>> start SELECTED EXCERPT

Experiment: Port MySQL-on-SQLite to LALR(1) parser by JanJakes · Pull Request #432 · WordPress/sqlite-database-integration

JanJakes · 2026-06-12T07:32:48Z

Stacked on #429. An end-to-end experiment that ports the MySQL-on-SQLite driver from its hand-written recursive parser to the new LALR(1) parser, consumed as a real Composer dependency.

Not meant to merge as-is — it depends on #429 landing first. All tests pass (543 in mysql-on-sqlite, 131 in mysql-parser, including the MySQL server corpus pin), and the diff is net-negative: it deletes the driver's old parser machinery.

What it does

Package reuse via Composer. wordpress/mysql-parser gets a classmap autoloader (WordPress file naming rules out PSR-4) and exposes WP_MySQL_Parser::PARSE_TABLE_PATH for the generated parse table. The driver requires it through a Composer path repository — a vendor symlink, so there's one source of truth and nothing is duplicated. The driver's old parser machinery (grammar, lexer, parse-tree classes, and the native Rust parser fork) is removed entirely.
Driver port. Statement dispatch, the query translation layer, and the information-schema builder are re-keyed to the official sql_yacc.yy rule names and tree shapes. Multi-statement input is split on top-level ; (the grammar parses one statement, the way MySQL clients do); create_parser()/next_query() becomes parse_mysql_query(). The info-schema builder is verified byte-exact against the old builder across a DDL battery (data types, constraints, indexes, table options); multi-column ADD COLUMN (a INT, b INT), which crashed the old builder, is now recorded correctly.

>> end SELECTED EXCERPT

**TASK INSTRUCTIONS**:
a) Summarize the pull request description in two sentences.
b) Reproduce, word for word, the part of the pull request description that opens with the words containing "Stacked on #429." and closes with "is removed entirely.".

>> start ENTRIES PROVIDED

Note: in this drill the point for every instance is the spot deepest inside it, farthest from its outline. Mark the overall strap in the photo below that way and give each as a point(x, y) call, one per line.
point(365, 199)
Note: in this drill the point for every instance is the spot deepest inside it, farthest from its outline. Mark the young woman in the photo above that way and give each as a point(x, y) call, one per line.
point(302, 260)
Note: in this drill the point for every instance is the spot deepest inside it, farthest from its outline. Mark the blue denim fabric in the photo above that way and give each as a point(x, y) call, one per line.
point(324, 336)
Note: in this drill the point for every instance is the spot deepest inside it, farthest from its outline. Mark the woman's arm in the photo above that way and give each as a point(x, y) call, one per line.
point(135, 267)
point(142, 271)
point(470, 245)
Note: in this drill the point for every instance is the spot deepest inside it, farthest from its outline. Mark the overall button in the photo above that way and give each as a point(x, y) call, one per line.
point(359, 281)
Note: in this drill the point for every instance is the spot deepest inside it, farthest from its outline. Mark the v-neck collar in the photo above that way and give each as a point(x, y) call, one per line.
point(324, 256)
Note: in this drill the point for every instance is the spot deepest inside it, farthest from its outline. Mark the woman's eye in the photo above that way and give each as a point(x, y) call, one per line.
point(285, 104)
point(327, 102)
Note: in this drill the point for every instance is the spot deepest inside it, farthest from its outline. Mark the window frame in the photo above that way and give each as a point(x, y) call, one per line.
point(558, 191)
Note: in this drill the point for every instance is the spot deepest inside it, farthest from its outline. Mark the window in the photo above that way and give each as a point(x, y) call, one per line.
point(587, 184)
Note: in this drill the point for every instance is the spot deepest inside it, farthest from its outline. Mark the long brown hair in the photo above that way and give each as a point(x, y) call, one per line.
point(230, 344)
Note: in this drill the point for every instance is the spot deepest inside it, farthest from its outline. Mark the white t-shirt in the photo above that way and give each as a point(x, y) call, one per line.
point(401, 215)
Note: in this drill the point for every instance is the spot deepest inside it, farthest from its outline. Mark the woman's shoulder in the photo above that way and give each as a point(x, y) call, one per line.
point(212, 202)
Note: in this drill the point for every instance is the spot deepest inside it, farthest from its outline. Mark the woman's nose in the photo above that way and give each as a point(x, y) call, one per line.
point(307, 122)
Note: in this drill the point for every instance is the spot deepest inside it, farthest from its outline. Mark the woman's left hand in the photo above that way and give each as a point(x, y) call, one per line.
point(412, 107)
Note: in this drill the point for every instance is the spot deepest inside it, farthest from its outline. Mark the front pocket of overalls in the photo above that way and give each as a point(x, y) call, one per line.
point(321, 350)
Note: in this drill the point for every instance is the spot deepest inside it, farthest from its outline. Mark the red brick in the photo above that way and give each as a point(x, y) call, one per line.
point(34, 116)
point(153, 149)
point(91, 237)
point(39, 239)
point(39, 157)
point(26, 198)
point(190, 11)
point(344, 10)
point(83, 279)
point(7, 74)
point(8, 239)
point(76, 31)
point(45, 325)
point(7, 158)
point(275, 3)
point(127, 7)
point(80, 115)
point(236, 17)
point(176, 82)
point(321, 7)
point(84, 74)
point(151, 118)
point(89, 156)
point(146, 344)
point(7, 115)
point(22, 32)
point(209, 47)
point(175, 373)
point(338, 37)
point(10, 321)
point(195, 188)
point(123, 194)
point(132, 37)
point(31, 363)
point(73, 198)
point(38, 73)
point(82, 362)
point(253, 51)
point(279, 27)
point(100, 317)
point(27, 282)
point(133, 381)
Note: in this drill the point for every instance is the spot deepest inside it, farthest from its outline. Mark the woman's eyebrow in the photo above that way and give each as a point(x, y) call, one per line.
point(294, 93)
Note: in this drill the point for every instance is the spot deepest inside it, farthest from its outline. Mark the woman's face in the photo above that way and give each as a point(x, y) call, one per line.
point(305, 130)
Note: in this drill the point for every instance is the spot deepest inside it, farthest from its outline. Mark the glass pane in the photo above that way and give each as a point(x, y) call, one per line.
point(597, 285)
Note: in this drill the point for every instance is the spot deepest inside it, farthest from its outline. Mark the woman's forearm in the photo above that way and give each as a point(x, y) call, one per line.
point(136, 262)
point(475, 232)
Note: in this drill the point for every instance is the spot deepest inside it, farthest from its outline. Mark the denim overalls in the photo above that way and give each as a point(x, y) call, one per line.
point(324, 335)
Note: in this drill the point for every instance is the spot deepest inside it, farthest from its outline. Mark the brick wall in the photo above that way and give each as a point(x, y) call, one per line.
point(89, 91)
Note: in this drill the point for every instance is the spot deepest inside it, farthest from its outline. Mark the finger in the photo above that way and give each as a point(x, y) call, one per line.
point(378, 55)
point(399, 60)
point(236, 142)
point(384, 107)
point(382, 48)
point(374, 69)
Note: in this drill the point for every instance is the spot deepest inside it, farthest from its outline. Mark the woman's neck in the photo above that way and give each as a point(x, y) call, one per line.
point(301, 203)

>> end ENTRIES PROVIDED
>> start ENTRIES PROVIDED

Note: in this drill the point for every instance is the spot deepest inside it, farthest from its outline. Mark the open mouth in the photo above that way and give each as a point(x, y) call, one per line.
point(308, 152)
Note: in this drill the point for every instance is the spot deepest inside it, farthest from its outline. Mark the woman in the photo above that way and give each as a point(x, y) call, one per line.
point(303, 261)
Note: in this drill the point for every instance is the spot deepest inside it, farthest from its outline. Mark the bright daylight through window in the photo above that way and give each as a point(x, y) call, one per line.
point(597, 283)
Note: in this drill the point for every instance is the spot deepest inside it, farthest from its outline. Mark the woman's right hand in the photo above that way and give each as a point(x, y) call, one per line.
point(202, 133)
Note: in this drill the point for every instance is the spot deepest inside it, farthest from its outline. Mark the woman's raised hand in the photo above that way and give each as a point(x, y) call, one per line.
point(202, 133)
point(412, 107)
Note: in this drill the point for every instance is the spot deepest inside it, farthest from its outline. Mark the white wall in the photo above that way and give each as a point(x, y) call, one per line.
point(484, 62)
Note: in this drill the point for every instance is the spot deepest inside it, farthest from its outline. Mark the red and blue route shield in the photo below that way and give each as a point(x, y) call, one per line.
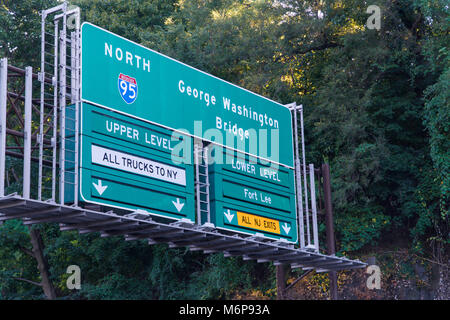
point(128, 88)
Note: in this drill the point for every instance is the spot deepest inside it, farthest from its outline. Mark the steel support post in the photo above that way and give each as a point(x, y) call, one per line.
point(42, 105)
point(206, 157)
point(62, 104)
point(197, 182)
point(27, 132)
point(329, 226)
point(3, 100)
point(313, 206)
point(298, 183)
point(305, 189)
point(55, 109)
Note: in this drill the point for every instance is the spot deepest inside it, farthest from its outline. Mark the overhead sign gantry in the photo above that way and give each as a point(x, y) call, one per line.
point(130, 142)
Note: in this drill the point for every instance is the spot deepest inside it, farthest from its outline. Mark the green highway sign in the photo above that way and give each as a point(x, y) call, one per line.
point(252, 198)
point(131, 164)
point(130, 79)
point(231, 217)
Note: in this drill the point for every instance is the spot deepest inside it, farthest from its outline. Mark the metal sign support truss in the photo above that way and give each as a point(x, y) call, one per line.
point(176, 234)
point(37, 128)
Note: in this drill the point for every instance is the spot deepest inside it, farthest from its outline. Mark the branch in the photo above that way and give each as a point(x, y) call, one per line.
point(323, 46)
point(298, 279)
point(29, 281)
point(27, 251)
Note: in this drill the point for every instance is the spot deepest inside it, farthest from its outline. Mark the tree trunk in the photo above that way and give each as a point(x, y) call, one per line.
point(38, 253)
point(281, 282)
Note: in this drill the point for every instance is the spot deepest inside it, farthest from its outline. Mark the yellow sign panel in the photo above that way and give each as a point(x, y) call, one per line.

>> end ENTRIES PROVIDED

**EXPECTED RESULTS**:
a) This experimental pull request ports the MySQL-on-SQLite driver from its hand-written recursive parser to the new LALR(1) parser, which it consumes as a Composer dependency, and it is not meant to merge as-is because it depends on #429 landing first. The driver's old parser machinery is removed, its statement dispatch, query translation layer, and information-schema builder are re-keyed to the official sql_yacc.yy rule names and tree shapes, and all tests pass.

b)
Stacked on #429. An end-to-end experiment that ports the MySQL-on-SQLite driver from its hand-written recursive parser to the new LALR(1) parser, consumed as a real Composer dependency.

Not meant to merge as-is — it depends on #429 landing first. All tests pass (543 in mysql-on-sqlite, 131 in mysql-parser, including the MySQL server corpus pin), and the diff is net-negative: it deletes the driver's old parser machinery.

What it does

Package reuse via Composer. wordpress/mysql-parser gets a classmap autoloader (WordPress file naming rules out PSR-4) and exposes WP_MySQL_Parser::PARSE_TABLE_PATH for the generated parse table. The driver requires it through a Composer path repository — a vendor symlink, so there's one source of truth and nothing is duplicated. The driver's old parser machinery (grammar, lexer, parse-tree classes, and the native Rust parser fork) is removed entirely.